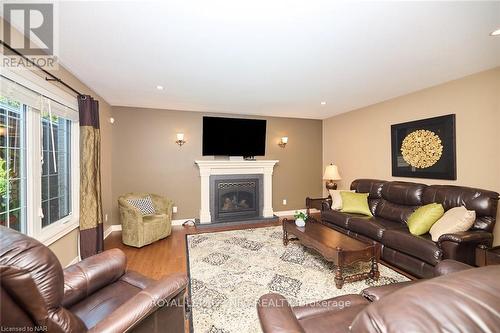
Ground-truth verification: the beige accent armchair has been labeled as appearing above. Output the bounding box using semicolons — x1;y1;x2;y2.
118;193;173;247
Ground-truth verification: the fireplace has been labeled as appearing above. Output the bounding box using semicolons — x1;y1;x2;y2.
210;175;262;222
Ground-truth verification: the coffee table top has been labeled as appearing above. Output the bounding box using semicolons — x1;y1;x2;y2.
283;220;373;251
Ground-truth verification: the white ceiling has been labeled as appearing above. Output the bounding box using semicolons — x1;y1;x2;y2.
53;0;500;119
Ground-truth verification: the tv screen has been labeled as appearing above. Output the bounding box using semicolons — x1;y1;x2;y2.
203;117;266;156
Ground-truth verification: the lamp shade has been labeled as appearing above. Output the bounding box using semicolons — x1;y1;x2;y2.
323;164;342;180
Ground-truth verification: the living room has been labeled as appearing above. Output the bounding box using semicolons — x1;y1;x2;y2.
0;0;500;333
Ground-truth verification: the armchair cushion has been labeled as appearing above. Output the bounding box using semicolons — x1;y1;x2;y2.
127;195;156;215
118;193;173;247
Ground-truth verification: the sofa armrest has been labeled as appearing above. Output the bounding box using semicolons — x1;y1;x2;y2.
257;294;305;333
89;274;188;333
63;249;127;307
438;230;493;265
438;230;493;245
434;259;474;277
361;280;419;302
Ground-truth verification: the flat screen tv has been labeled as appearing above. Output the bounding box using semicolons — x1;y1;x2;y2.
203;117;266;157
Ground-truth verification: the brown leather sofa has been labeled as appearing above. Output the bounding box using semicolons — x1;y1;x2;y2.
0;227;187;333
257;260;500;333
321;179;498;278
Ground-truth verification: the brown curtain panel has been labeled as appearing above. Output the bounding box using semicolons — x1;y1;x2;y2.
78;95;104;259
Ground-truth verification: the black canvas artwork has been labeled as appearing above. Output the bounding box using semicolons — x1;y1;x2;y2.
391;114;457;180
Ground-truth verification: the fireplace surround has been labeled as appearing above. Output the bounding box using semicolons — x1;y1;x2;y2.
195;160;278;223
210;174;263;223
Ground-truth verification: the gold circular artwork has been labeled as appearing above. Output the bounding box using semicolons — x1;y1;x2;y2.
401;130;443;169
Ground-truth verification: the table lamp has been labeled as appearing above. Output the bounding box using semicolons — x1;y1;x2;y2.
323;164;342;190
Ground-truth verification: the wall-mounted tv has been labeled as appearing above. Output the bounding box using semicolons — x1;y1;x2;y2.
203;117;267;157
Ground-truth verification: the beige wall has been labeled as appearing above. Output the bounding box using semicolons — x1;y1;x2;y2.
0;18;112;266
112;107;322;220
323;67;500;244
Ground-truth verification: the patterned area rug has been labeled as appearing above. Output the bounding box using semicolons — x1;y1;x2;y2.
187;227;408;333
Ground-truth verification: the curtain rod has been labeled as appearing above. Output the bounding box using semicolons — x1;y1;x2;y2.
0;40;83;96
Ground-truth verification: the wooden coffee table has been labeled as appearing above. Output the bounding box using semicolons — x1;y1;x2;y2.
283;219;380;289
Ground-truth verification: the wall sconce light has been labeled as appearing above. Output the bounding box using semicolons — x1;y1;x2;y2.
278;136;288;148
175;133;186;146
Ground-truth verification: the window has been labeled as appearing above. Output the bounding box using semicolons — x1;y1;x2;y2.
41;113;71;227
0;96;26;232
0;73;79;244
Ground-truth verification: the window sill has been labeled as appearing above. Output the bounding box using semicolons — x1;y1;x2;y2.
36;219;79;246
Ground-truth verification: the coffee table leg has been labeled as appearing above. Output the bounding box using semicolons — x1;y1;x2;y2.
283;225;288;246
335;265;344;289
370;258;380;280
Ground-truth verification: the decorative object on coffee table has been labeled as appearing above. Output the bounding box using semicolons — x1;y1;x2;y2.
283;219;380;289
391;114;457;180
323;163;342;190
293;211;307;228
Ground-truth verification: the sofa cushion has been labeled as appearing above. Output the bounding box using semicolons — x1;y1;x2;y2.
321;209;369;229
340;191;373;216
382;182;427;206
381;229;442;265
422;185;498;232
348;217;406;240
408;203;446;236
69;272;151;328
351;179;387;199
328;190;354;210
429;206;476;242
375;199;418;224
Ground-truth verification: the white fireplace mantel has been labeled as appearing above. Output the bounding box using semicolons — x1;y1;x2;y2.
195;160;279;223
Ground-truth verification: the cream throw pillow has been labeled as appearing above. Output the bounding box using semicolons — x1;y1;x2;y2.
328;190;354;210
429;206;476;242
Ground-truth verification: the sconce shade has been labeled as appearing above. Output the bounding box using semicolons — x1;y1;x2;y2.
323;164;342;180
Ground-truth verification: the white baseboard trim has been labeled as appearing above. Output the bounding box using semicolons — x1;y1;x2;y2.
172;217;196;225
274;208;319;217
104;218;194;239
104;224;122;239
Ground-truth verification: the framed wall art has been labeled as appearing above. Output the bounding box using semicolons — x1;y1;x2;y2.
391;114;457;180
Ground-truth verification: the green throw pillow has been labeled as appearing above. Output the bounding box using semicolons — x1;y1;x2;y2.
408;203;444;236
340;191;373;216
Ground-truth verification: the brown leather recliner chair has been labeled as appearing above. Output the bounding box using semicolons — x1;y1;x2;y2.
0;227;187;333
257;260;500;333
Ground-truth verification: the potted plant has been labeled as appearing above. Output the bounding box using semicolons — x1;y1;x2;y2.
293;211;307;227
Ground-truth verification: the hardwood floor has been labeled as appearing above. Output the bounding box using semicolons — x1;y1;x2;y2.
104;220;281;280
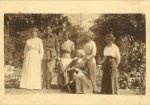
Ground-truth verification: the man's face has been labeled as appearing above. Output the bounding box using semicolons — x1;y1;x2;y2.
46;26;52;34
64;33;69;40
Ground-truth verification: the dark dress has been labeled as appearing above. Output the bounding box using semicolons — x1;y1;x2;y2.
68;59;89;93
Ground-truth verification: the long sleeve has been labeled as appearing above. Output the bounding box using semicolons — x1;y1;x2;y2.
87;42;97;60
39;40;44;60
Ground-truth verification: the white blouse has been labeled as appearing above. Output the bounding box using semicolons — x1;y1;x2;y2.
24;37;44;59
104;44;121;64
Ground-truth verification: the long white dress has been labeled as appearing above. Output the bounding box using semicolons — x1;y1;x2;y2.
20;37;44;89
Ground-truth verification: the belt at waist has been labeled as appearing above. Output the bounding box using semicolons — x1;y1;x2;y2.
29;49;38;51
106;56;116;59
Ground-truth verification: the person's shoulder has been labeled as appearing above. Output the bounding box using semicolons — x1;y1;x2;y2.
36;37;42;42
68;39;74;44
52;33;58;39
112;44;119;49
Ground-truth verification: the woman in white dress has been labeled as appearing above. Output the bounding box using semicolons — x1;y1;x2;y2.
20;28;44;89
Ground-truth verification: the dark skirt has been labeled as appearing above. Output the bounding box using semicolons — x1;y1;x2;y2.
101;57;118;94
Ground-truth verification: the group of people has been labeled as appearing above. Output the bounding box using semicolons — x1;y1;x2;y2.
20;26;120;94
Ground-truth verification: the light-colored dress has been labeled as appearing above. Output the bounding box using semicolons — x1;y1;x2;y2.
61;39;75;69
83;40;97;91
20;37;44;89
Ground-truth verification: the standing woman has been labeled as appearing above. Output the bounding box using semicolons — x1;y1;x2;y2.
101;33;120;94
20;28;44;89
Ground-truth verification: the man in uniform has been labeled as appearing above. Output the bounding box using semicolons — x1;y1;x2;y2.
83;31;97;92
42;26;60;89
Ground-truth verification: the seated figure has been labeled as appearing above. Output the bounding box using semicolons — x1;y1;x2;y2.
67;50;90;93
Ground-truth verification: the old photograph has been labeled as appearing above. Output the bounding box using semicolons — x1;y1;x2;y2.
4;13;146;95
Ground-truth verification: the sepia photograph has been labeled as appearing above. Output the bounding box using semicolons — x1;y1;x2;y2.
4;13;146;95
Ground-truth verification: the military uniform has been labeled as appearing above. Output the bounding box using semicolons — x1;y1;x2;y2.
42;34;60;88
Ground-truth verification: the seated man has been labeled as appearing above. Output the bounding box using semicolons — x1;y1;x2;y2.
67;50;90;93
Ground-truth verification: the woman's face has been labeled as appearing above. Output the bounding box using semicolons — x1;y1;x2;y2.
32;30;37;37
106;35;113;44
76;51;81;58
46;26;52;34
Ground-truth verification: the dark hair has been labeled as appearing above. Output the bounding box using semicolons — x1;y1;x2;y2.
30;27;39;32
106;32;116;42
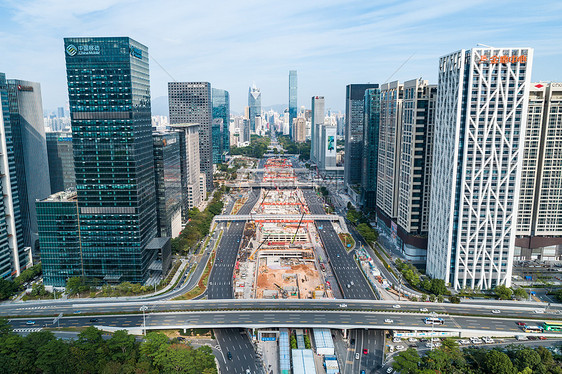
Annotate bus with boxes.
[423,317,445,325]
[523,326,544,333]
[542,322,562,331]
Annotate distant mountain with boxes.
[151,96,169,116]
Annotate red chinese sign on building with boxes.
[478,55,527,64]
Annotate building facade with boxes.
[344,84,379,189]
[212,88,230,162]
[289,70,298,140]
[358,88,381,211]
[152,131,182,238]
[0,73,26,278]
[427,48,533,289]
[515,83,562,261]
[168,82,213,191]
[310,96,325,163]
[170,123,204,216]
[46,131,76,193]
[7,79,51,250]
[247,84,261,134]
[36,191,82,287]
[64,37,157,283]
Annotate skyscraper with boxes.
[7,79,51,249]
[46,131,76,193]
[427,48,533,289]
[310,96,325,163]
[152,131,182,238]
[168,82,213,191]
[361,88,381,211]
[64,37,158,283]
[248,83,261,134]
[344,84,378,191]
[0,73,29,278]
[212,88,230,162]
[515,83,562,261]
[289,70,297,140]
[377,81,404,220]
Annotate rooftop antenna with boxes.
[384,52,416,83]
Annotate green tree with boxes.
[392,348,421,374]
[494,284,513,300]
[481,349,513,374]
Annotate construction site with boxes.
[234,158,333,299]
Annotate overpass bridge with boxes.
[10,308,562,338]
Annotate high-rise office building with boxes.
[36,190,80,287]
[289,70,297,140]
[344,84,379,189]
[0,73,26,278]
[7,79,51,250]
[152,131,182,238]
[64,37,158,283]
[168,82,213,191]
[46,131,76,193]
[358,88,381,211]
[170,123,203,216]
[427,48,533,289]
[211,118,223,164]
[247,84,261,134]
[310,96,325,163]
[212,88,230,162]
[515,83,562,261]
[377,81,404,220]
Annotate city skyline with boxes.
[0,0,562,113]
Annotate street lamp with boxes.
[140,305,148,336]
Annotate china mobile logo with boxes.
[478,55,527,64]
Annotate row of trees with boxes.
[0,320,217,374]
[277,135,310,161]
[230,135,271,158]
[0,263,41,300]
[172,186,227,254]
[392,339,562,374]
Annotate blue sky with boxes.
[0,0,562,112]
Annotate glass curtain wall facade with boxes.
[289,70,297,140]
[212,88,230,162]
[361,88,381,210]
[64,37,156,283]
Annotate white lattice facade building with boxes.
[427,48,533,289]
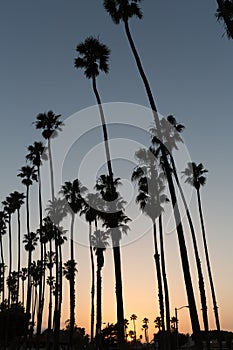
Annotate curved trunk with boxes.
[197,189,220,331]
[124,21,202,342]
[170,155,209,332]
[152,219,165,331]
[92,77,125,349]
[89,223,95,342]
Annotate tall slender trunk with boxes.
[197,189,220,331]
[69,213,75,349]
[217,0,233,39]
[92,76,125,349]
[8,213,12,308]
[170,155,209,332]
[16,209,21,305]
[89,222,94,342]
[36,166,45,335]
[124,21,202,342]
[152,219,165,331]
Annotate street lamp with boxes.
[175,305,189,349]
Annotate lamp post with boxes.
[175,305,189,349]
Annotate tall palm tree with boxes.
[34,110,63,201]
[91,230,109,340]
[216,0,233,39]
[75,37,125,347]
[183,162,220,331]
[130,314,138,341]
[103,0,200,344]
[2,196,16,307]
[10,191,25,304]
[26,142,47,334]
[132,147,167,331]
[0,210,8,303]
[23,232,38,317]
[151,115,209,332]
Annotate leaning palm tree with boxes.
[103,0,200,343]
[10,191,25,304]
[153,115,209,332]
[91,230,109,340]
[132,148,167,331]
[26,142,47,334]
[34,111,63,201]
[183,162,220,331]
[23,232,38,317]
[75,37,127,346]
[216,0,233,39]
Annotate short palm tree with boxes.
[23,232,38,317]
[34,110,63,201]
[60,179,87,347]
[130,314,138,341]
[91,230,109,342]
[216,0,233,39]
[183,162,220,331]
[103,0,200,344]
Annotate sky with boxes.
[0,0,233,335]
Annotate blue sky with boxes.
[0,0,233,336]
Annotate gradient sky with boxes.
[0,0,233,340]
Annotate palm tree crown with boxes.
[74,36,110,79]
[103,0,142,24]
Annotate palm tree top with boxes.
[33,110,63,140]
[74,36,110,79]
[103,0,142,24]
[182,162,208,190]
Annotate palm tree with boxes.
[60,179,87,347]
[0,211,8,303]
[216,0,233,39]
[130,314,138,341]
[183,162,220,331]
[142,317,149,343]
[2,196,16,307]
[103,0,200,343]
[91,230,109,345]
[132,147,167,331]
[10,191,25,304]
[34,110,63,201]
[26,142,47,334]
[23,232,38,317]
[75,37,127,346]
[151,115,209,332]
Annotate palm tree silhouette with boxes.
[23,232,38,318]
[75,37,128,346]
[0,210,8,303]
[60,179,87,347]
[26,142,47,335]
[151,115,209,332]
[10,191,25,304]
[216,0,233,39]
[103,0,200,343]
[182,162,220,331]
[34,110,63,201]
[132,147,170,331]
[130,314,138,341]
[91,230,109,340]
[2,196,16,307]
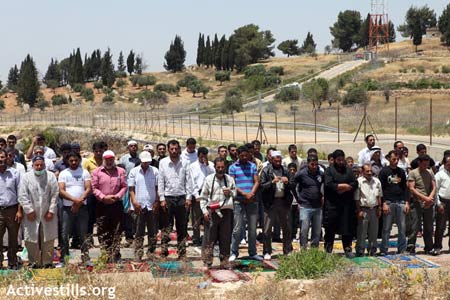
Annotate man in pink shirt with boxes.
[92,150,127,262]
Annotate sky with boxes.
[0,0,450,83]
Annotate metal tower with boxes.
[369,0,389,53]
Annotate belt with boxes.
[0,204,19,210]
[164,195,186,199]
[361,205,378,209]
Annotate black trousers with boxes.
[159,195,187,256]
[97,201,123,259]
[202,209,233,265]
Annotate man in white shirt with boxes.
[432,156,450,255]
[181,138,197,164]
[57,151,92,267]
[354,162,383,256]
[188,147,215,246]
[128,151,159,262]
[158,140,191,259]
[26,134,56,162]
[358,134,375,168]
[281,144,302,170]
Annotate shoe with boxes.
[44,264,55,269]
[344,248,355,258]
[430,249,441,256]
[250,254,263,261]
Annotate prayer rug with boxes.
[349,256,389,269]
[208,269,251,283]
[378,255,439,269]
[150,261,203,278]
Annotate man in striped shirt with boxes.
[229,146,262,262]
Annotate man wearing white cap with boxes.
[119,140,140,247]
[92,150,127,262]
[142,144,159,169]
[260,151,294,260]
[128,151,159,261]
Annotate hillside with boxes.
[2,55,335,113]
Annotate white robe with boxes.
[19,170,59,243]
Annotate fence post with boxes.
[172,114,175,135]
[275,112,278,145]
[198,113,202,137]
[245,114,248,143]
[314,108,317,144]
[430,96,433,146]
[338,102,341,143]
[189,113,192,137]
[394,97,398,141]
[231,112,236,142]
[180,115,183,136]
[209,116,212,139]
[220,115,223,141]
[294,110,297,144]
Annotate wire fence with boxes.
[0,93,450,145]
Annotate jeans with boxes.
[356,206,378,255]
[132,208,158,260]
[231,202,258,257]
[380,202,406,253]
[299,207,322,248]
[407,201,434,251]
[263,198,292,254]
[60,205,89,262]
[434,198,450,250]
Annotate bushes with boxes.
[342,86,369,105]
[269,66,284,76]
[275,248,348,279]
[275,86,300,102]
[244,64,266,79]
[72,83,84,93]
[153,83,180,94]
[52,95,69,106]
[81,88,94,101]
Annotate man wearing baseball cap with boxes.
[128,151,159,261]
[92,150,127,262]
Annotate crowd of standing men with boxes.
[0,135,450,269]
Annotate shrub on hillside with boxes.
[268,66,284,76]
[52,95,69,106]
[342,86,369,105]
[72,83,84,93]
[153,83,180,94]
[102,94,114,103]
[244,64,266,78]
[275,86,300,102]
[81,88,94,101]
[275,248,349,280]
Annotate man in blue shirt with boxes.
[229,146,262,262]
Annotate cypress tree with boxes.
[117,51,126,72]
[6,65,19,92]
[17,54,39,107]
[44,58,61,85]
[197,33,205,66]
[127,50,134,75]
[100,48,116,88]
[134,55,143,75]
[203,35,211,68]
[164,35,186,72]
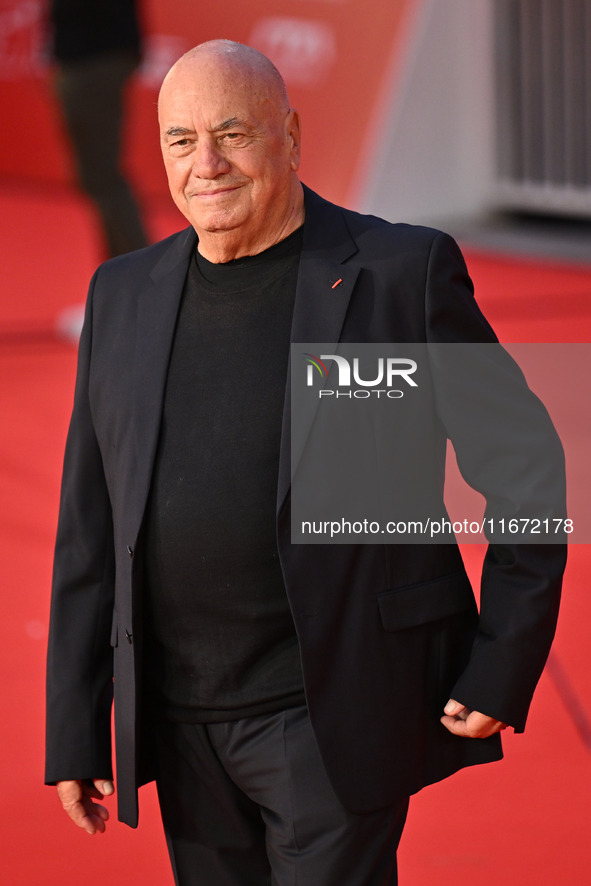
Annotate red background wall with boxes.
[0,0,418,202]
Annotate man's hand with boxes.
[57,778,115,834]
[441,698,507,738]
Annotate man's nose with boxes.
[193,141,231,178]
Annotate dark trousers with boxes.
[155,707,408,886]
[55,50,148,256]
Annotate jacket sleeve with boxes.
[425,234,566,731]
[45,271,114,784]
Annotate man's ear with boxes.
[285,108,301,172]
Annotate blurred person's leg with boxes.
[56,51,148,256]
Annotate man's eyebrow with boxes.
[214,117,246,132]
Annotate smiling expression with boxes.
[159,41,303,261]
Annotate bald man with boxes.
[46,40,564,886]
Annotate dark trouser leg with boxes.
[56,51,148,256]
[159,708,408,886]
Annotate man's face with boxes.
[159,58,299,254]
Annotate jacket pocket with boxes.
[111,612,119,646]
[377,572,477,631]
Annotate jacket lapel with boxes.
[277,188,359,512]
[133,228,197,534]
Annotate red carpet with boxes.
[0,191,591,886]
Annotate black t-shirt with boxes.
[145,229,303,722]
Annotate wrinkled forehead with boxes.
[158,56,288,124]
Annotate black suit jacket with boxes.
[46,191,565,826]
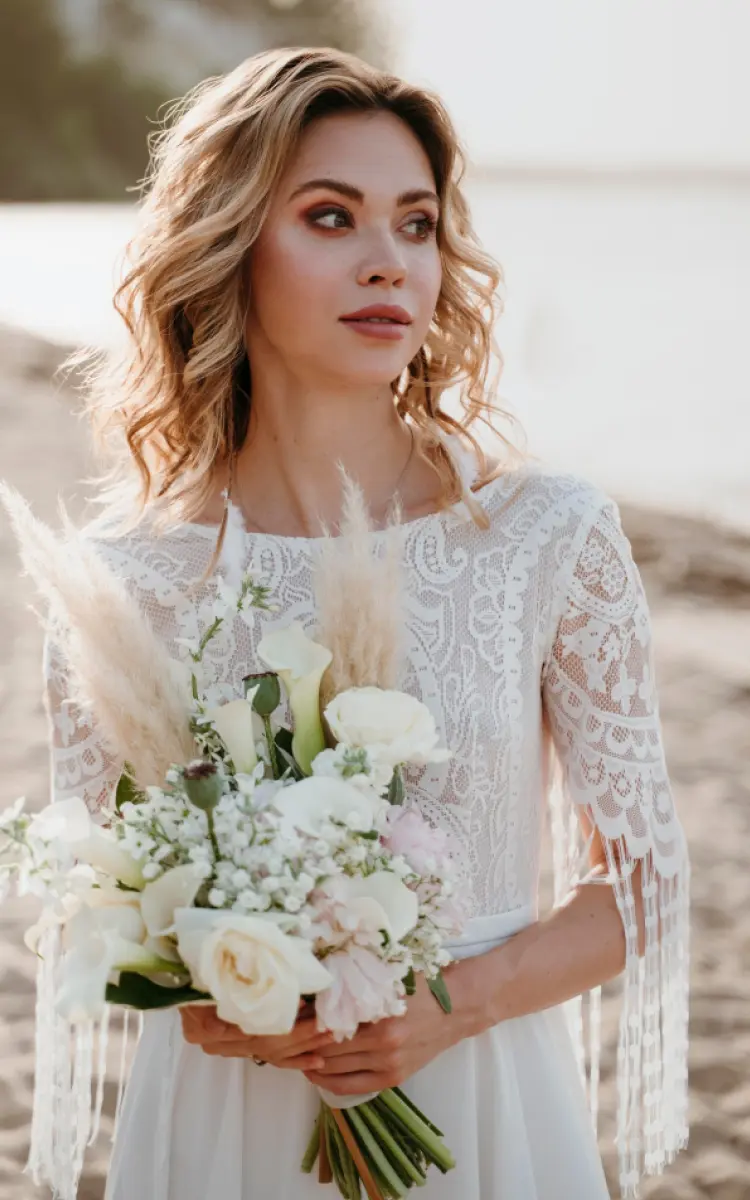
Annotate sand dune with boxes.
[0,329,750,1200]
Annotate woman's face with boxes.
[246,113,442,386]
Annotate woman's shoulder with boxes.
[470,458,619,529]
[80,518,214,602]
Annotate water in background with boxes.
[0,174,750,528]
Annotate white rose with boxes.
[174,908,331,1036]
[205,688,263,775]
[325,688,451,769]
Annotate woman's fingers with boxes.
[305,1068,389,1096]
[203,1038,323,1070]
[306,1054,372,1079]
[253,1021,331,1058]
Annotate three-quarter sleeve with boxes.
[542,494,690,1198]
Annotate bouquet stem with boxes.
[301,1088,456,1200]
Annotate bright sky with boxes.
[391,0,750,169]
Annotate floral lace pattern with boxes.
[47,446,689,1196]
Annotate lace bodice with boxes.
[39,446,690,1198]
[43,453,677,914]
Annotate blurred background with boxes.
[0,0,750,1200]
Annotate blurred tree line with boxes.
[0,0,168,200]
[0,0,382,202]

....................

Exercise task:
Count the rows above that contain the string "blurred", with case counting, and reply with only that number.

Response:
3